== Directive ==
Repeat each entry as written and leave the images out of the copy.

== Recorded information ==
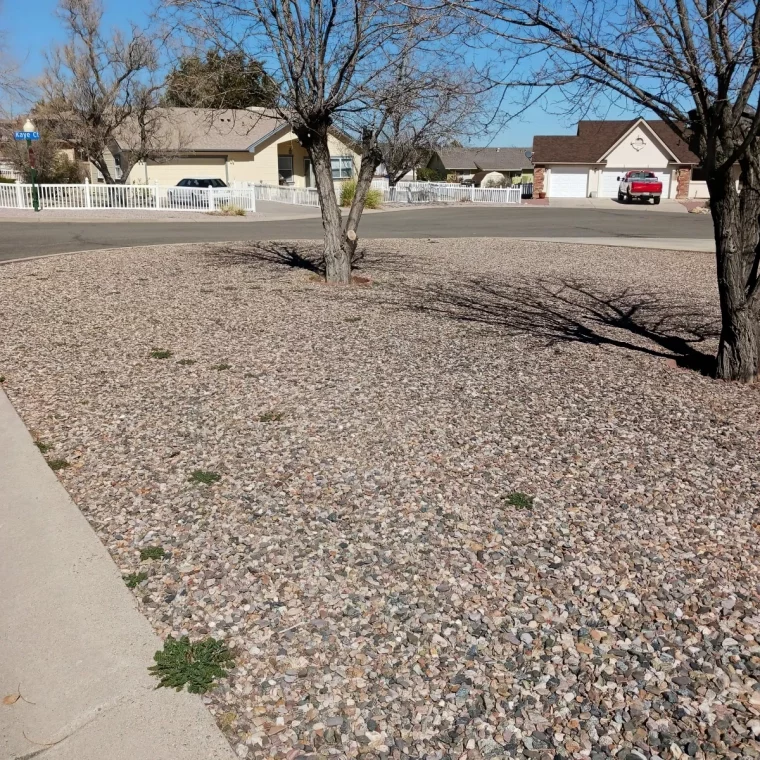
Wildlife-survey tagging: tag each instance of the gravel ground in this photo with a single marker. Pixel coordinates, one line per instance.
(111, 215)
(360, 552)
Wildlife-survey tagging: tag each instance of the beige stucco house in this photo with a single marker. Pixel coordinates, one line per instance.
(481, 165)
(589, 163)
(234, 145)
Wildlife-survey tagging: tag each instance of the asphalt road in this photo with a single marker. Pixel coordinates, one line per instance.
(21, 239)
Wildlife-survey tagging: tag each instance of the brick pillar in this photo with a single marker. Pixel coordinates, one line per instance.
(683, 180)
(538, 180)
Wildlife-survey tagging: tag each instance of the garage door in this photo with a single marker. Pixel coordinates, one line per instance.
(609, 184)
(568, 183)
(173, 171)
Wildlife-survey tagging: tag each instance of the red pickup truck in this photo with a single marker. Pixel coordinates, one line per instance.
(641, 185)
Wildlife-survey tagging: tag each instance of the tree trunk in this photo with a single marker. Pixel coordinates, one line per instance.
(371, 159)
(737, 233)
(337, 254)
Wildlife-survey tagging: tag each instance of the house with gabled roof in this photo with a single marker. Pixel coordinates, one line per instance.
(589, 163)
(250, 145)
(480, 165)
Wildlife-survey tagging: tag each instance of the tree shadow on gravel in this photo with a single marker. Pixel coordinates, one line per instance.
(564, 309)
(294, 256)
(306, 256)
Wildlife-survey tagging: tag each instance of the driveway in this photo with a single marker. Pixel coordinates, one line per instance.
(666, 206)
(621, 225)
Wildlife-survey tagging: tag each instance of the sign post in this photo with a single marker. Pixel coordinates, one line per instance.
(30, 133)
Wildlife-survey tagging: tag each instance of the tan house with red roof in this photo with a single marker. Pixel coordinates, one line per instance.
(589, 163)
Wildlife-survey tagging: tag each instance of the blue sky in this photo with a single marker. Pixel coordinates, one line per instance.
(31, 29)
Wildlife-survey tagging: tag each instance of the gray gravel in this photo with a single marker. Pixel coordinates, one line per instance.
(360, 553)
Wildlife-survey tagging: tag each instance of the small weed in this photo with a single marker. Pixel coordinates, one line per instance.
(196, 665)
(133, 580)
(204, 476)
(271, 416)
(227, 720)
(519, 500)
(152, 552)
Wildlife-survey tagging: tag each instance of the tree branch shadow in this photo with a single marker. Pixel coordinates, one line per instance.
(568, 310)
(305, 255)
(291, 255)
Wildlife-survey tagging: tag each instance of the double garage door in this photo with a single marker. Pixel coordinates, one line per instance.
(573, 183)
(608, 184)
(568, 183)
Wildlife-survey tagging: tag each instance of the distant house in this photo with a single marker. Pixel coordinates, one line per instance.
(589, 163)
(233, 145)
(480, 165)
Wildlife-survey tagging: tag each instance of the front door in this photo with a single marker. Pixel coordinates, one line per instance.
(308, 173)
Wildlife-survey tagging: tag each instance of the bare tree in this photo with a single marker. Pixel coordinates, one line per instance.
(426, 109)
(13, 88)
(101, 88)
(333, 62)
(695, 64)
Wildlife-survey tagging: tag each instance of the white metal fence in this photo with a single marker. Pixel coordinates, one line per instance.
(127, 197)
(446, 192)
(404, 192)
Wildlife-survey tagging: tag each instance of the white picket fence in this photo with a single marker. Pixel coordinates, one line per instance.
(298, 196)
(127, 197)
(404, 192)
(446, 192)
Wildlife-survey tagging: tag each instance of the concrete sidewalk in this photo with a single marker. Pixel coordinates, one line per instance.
(71, 636)
(706, 245)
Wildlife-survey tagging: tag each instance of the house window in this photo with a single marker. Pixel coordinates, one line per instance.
(342, 167)
(285, 169)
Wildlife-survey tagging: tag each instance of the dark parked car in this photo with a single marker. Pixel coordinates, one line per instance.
(194, 191)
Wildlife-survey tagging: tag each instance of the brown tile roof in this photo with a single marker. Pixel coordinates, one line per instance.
(485, 159)
(595, 138)
(207, 129)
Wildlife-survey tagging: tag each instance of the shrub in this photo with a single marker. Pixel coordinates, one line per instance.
(133, 580)
(348, 190)
(519, 500)
(207, 477)
(198, 664)
(152, 552)
(426, 174)
(498, 182)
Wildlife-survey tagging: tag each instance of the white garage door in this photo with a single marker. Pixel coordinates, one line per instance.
(609, 184)
(568, 183)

== Result of the task ==
Wildlife-survey tagging: tag each instance of the gravel ground in this photo with a single marker. Pixel coordinates, one line per instance.
(111, 215)
(360, 552)
Wildlife-survey tagging: tag each instance of the beige stucco house in this photo with a single marker. Pixel coordinates, one line per instance.
(481, 165)
(589, 163)
(234, 145)
Wildlife-survey tagging: tag each instance of the asphalt road in this photo with a single marker. Pixel coordinates, one line per instance.
(21, 239)
Wildlife-survey tagging: tag each instance of the brick pillar in this photo with a single marker. Pixel coordinates, one line per instance.
(683, 180)
(538, 180)
Wildlife-survey tagging: tag each instance of the garage door in this photo with a single marker. Pixel coordinates, one line per instance.
(609, 184)
(568, 183)
(173, 171)
Wildlife-survey tagging: tag each instance of the red pickup truck in this photo with a single marker. Pixel coordinates, one line per instance.
(641, 185)
Wildlife-survey tagging: tag each instance of the tree trunk in this photo with a single marker. Pixel coordinates, one line per instance.
(371, 159)
(737, 233)
(337, 254)
Wildlife-survey tagging: tag each instance of the house with gabled roof in this photo with a single marker. Pixel coordinates, one line per instance.
(589, 163)
(250, 145)
(480, 165)
Wildlife-survey tagging: tag each instance of the tree shadow on gravel in this photo with a single marker. Pixel coordinates, one line per instance.
(564, 309)
(294, 256)
(306, 256)
Wildlife-survey tagging: tag each instance of the driveway in this photo with a single marker. Pixel coordinates, one line per instance.
(666, 206)
(621, 225)
Wildlife-survey tagging: tag each instance of the sign post in this photo with a single marker. Pixel coordinates, one line per instance.
(30, 133)
Wildlife-survey tagging: tag each instance of the tan house with red roof in this photo with a single marker. Pixel coordinates, one line per instance.
(589, 163)
Wildlife-survey tagging: tag each instance of the blue sky in this photo with a single marker. Pixel coordinates, one line per instance.
(31, 29)
Wildlife-survey tagging: tag each instance of the gray gravel in this photo with a single marker. Pixel coordinates, one line per instance.
(360, 553)
Wildlife-survey tagging: tag each instance of the small weed in this photo with a single marker. Pixel coordinates, one line per instance.
(196, 665)
(133, 580)
(204, 476)
(271, 416)
(227, 720)
(519, 500)
(152, 552)
Wildlife-survey tagging: tag each instance of the tree branch shadow in this photo with a single marker. Pixel coordinates, one line per instance.
(568, 310)
(305, 255)
(291, 255)
Wildlife-survey tagging: tag each instance of the double garage door in this photo with a single marker. Pixel coordinates, one line per instance.
(573, 183)
(608, 184)
(568, 183)
Wildlife-survey tagging: tag each instance of the distant house in this photo with a single marker. Pixel coordinates, one line per instance.
(589, 163)
(233, 145)
(480, 165)
Wildlife-survey tagging: tag each instance of the front door in this photo with a single marker. Pixel coordinates, one line per instance.
(308, 173)
Wildlife-survey tagging: tag each instance of the bare tree in this photo with a single marker. Pixel coordinates, one line per instance.
(426, 109)
(13, 88)
(101, 88)
(333, 62)
(695, 64)
Wildlife-survey tagging: tag each instance of the white metal fence in this photo with a single marker. Pixel coordinates, one line per instance.
(127, 197)
(446, 192)
(404, 192)
Wildlife-survey tagging: tag each instance of the white picket fence in this photo with a single marker. Pixel coordinates, one line per instance.
(298, 196)
(127, 197)
(404, 192)
(446, 192)
Wildlife-survey tagging: tag each instance of the concrete sidewalk in this photo with a single marker. Pixel coordinates, one line per instance.
(71, 636)
(706, 245)
Wildlife-survey tagging: tag each instance of the house window in this photo with a single marker. Pixel coordinates, one line per instance.
(342, 167)
(285, 169)
Wildlife-survey tagging: tag each instance of the dark parked car in this photo with a single marker. Pixel coordinates, one line per instance.
(194, 191)
Wildlife-survey tagging: tag each instance of the brown tile roof in this photo with a single marker. Pixel coordinates, one line per instance.
(485, 159)
(595, 138)
(207, 129)
Wildlife-survey tagging: tag each instance of the shrub in this photo with a single marker. Pixel coordinates, one line per instance.
(133, 580)
(348, 190)
(519, 500)
(207, 477)
(198, 664)
(152, 552)
(426, 174)
(498, 182)
Wildlife-survey tagging: tag each instance of the white garage door in this photo with a single marker. Pixel coordinates, one line per instance.
(609, 184)
(568, 183)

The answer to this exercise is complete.